** START OF Listed records **
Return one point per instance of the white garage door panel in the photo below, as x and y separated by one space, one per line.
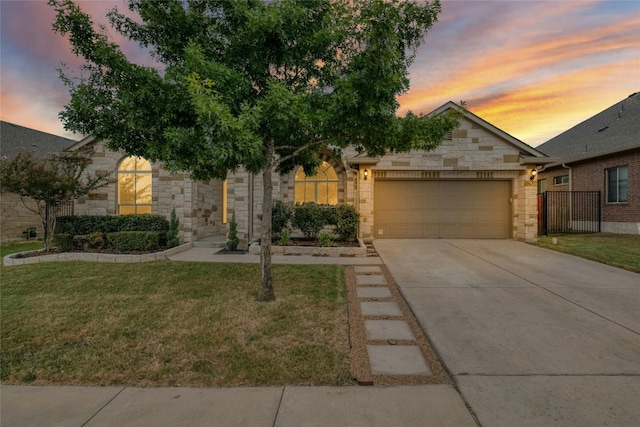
442 209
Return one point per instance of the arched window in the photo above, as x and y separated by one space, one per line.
321 188
134 186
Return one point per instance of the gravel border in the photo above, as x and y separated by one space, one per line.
360 367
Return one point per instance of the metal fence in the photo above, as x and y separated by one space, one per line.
569 212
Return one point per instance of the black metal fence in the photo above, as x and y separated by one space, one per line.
64 209
569 212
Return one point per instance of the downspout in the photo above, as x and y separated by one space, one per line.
356 189
250 207
570 219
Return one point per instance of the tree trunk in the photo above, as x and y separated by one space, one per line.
266 290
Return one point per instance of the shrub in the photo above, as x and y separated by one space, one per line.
281 216
233 240
86 224
285 238
63 241
347 221
325 239
309 218
96 240
127 241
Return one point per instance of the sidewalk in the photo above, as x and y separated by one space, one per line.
424 405
437 405
212 255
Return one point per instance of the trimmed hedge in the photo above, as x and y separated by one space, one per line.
310 218
87 224
126 241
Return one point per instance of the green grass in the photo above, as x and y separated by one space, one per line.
172 324
21 246
618 250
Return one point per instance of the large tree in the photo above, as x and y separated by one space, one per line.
254 84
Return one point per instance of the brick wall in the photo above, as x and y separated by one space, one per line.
591 176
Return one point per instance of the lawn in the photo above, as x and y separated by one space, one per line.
21 246
618 250
172 324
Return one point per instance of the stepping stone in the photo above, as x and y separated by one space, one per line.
374 292
397 360
388 330
367 269
371 280
380 309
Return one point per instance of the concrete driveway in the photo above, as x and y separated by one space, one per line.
532 337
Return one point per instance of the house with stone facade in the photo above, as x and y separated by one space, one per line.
477 184
15 218
601 154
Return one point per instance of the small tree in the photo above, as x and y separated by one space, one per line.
49 183
254 84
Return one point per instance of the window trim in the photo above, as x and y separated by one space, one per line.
617 194
559 180
324 166
135 172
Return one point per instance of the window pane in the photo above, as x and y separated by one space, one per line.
331 173
126 193
612 185
310 192
322 193
623 184
143 188
299 192
300 174
128 164
143 209
143 165
333 193
127 210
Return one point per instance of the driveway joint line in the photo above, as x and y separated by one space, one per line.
275 419
546 289
103 406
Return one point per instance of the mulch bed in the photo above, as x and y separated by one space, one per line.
360 367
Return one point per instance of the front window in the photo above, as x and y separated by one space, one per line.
618 185
542 185
561 180
134 186
321 188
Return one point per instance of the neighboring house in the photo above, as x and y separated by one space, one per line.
601 154
477 184
15 219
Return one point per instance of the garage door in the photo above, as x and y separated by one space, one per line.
442 209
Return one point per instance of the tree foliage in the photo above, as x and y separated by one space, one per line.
253 84
49 183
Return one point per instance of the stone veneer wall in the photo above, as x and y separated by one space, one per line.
16 218
472 153
196 203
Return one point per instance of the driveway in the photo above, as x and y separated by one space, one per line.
532 337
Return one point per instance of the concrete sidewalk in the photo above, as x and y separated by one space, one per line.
213 255
436 405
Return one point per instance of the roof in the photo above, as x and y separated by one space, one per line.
525 149
15 139
529 155
611 131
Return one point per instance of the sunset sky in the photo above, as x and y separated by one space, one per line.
532 68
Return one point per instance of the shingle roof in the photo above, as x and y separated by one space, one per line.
15 139
611 131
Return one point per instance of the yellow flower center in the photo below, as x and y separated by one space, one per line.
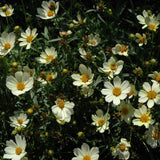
18 150
8 13
144 118
61 104
124 111
49 58
113 66
49 77
20 121
122 147
7 46
84 78
158 78
155 135
93 42
80 22
151 94
100 122
29 39
123 48
116 91
20 86
141 39
87 157
50 13
151 27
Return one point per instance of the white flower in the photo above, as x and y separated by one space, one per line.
6 10
127 111
141 39
112 67
155 76
120 49
116 92
86 55
15 151
153 136
7 42
150 94
85 77
101 121
47 56
143 117
27 37
63 109
122 149
19 120
93 40
79 19
85 153
49 9
19 84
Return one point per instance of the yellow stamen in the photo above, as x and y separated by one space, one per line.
155 135
50 13
20 86
116 91
84 78
151 94
122 147
144 118
87 157
113 66
124 111
18 150
100 122
123 48
61 104
50 57
158 78
8 13
20 121
7 46
29 39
** END OF Listed records **
◆ **Your instructions**:
Rewrite the part of the records that opens with the line containing "Return one point per instance of the yellow stamen" and closes at the end of the records, replacing "yellow stamen" with "flower center" and changing nothing else. Give back only that part.

◆ **Response to the exercise**:
Return one point per instance of the flower center in the photo above, as x and y separated by one space, one per line.
155 135
50 13
20 86
116 91
84 78
151 94
122 147
144 118
87 157
113 66
124 111
18 150
100 122
123 48
61 104
50 57
158 78
8 13
20 121
7 46
29 39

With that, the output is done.